▶ _Challenges_
(1) In the insurance recitals, rewrite the stretch from "F. After the" through "affirmative defenses thereto.", replacing "Coverage Litigation" with "Insurance Action".
(2) List every term that the insurance recitals define by putting it in quotation marks.
-------- Reading text
B. National Union issued an excess policy to ICT, Policy No. 468-71-87, effective June 20, 2000 to June 20, 2001, which provides coverage in excess of the limits of the Primary Policy in the amount of $5 million, which policy is hereinafter referred to as the “First Level Excess Policy.”

 

C. Federal issued an excess policy to ICT, Policy No. 8179-69-21, effective June 20, 2000 to June 20, 2001, which provides coverage in excess of the limits of the Primary Policy and the First Level Excess Policy in the amount of $5 million, which policy is hereinafter referred to as the “Second Level Excess Policy.”

 

D. The Insureds claim that National Union received timely notice of claims made against ICT and the Individual Insureds asserted in a class action lawsuit filed by William Shingleton, as the representative plaintiff, in the Circuit Court of Berkeley County, West Virginia, at Docket No. 98-C-517, and captioned William Shingleton, et al. v. ICT Group, Inc., et al. (referred to herein as the “Shingleton Litigation”).

 

E. It is National Union’s position that it did not receive timely notice of the Shingleton Litigation, and it has raised certain coverage issues and defenses and has reserved all rights under the First Level Excess Policy with respect to claims asserted in the Shingleton Litigation.

 

F. After the Shingleton Litigation was filed, ICT and the Individual Insureds filed an action against Federal, National Union and Johnson, Kendall & Johnson, Inc. (“JKJ”) in the Circuit Court of Berkeley County, West Virginia, at Docket No. 03-C-387, and captioned ICT Group, Inc. et al. v. Federal Insurance Company, et al. (referred to herein as the “Coverage Litigation”).

G. In the Coverage Litigation, the Insureds have asserted, inter alia, coverage claims against National Union and Federal, and claims for professional negligence and breach of fiduciary duty against JKJ. National Union has answered the Insureds’ complaint and asserted affirmative defenses thereto.

 

H. In the Shingleton Litigation, the Insureds, through their respective counsel, have denied the plaintiffs allegations and have vigorously defended the Shingleton Litigation.
----------------
-------- Record extracts
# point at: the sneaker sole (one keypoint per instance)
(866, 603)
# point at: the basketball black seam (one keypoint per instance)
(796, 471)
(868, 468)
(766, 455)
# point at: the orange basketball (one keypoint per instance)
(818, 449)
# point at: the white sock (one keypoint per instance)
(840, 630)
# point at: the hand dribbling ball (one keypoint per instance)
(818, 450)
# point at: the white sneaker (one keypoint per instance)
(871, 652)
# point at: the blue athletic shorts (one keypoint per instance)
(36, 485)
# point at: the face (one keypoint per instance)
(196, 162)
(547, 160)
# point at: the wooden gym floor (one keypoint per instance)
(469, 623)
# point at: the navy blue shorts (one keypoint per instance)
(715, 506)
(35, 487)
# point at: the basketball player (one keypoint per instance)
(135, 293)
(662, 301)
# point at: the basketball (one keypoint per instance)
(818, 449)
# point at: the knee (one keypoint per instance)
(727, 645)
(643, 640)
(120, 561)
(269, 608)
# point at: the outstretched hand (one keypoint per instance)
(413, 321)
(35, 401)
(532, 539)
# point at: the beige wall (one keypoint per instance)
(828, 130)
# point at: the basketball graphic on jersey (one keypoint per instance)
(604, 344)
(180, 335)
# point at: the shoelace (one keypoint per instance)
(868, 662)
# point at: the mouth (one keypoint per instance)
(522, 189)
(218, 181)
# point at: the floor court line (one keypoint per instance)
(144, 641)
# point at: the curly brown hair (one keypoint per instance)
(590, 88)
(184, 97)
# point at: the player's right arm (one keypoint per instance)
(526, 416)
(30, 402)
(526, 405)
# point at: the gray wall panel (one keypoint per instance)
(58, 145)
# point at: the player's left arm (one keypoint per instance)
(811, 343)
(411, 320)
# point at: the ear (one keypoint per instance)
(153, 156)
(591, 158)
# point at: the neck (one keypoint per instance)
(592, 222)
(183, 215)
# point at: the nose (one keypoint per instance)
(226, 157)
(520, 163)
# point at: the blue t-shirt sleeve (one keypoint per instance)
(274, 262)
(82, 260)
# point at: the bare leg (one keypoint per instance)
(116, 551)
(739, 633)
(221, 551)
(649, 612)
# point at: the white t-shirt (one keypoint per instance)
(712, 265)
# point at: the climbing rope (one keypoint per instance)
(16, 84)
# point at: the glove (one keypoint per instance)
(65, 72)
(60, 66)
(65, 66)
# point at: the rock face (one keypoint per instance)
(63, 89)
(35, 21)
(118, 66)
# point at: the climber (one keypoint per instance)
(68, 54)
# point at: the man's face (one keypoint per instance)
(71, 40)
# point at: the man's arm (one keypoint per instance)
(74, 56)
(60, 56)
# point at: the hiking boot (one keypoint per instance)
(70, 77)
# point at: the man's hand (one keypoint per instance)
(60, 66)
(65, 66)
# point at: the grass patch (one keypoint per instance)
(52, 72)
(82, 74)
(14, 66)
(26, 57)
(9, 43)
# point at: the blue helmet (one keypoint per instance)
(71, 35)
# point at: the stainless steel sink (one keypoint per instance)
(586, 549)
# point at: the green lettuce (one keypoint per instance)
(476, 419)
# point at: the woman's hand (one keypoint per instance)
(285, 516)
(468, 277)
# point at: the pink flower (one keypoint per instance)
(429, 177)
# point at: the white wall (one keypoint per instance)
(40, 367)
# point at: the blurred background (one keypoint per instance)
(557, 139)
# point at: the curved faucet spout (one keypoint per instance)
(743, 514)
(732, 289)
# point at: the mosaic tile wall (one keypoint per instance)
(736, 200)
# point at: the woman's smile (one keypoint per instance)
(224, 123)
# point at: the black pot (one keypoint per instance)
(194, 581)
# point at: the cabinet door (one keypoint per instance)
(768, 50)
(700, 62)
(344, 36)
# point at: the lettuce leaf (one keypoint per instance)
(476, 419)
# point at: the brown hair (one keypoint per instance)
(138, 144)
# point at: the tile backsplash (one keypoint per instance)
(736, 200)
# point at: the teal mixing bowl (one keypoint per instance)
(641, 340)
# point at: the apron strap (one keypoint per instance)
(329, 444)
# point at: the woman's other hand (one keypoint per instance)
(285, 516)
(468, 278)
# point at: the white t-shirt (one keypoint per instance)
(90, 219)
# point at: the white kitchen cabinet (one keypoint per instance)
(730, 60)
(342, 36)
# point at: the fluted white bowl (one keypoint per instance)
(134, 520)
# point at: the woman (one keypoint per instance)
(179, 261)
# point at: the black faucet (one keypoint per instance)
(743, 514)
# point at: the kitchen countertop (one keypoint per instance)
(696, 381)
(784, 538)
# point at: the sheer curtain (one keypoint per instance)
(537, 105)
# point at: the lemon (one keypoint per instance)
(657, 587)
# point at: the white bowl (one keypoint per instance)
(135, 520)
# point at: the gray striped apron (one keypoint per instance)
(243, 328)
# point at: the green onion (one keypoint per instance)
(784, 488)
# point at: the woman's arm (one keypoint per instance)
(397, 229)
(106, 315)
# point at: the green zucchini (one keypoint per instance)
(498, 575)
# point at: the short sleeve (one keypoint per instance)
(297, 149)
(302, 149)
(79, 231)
----------------
▶ _Solutions below_
(1)
F. After the Shingleton Litigation was filed, ICT and the Individual Insureds filed an action against Federal, National Union and Johnson, Kendall & Johnson, Inc. (“JKJ”) in the Circuit Court of Berkeley County, West Virginia, at Docket No. 03-C-387, and captioned ICT Group, Inc. et al. v. Federal Insurance Company, et al. (referred to herein as the “Insurance Action”).

G. In the Insurance Action, the Insureds have asserted, inter alia, coverage claims against National Union and Federal, and claims for professional negligence and breach of fiduciary duty against JKJ. National Union has answered the Insureds’ complaint and asserted affirmative defenses thereto.

(2)
First Level Excess Policy
Second Level Excess Policy
Shingleton Litigation
JKJ
Coverage Litigation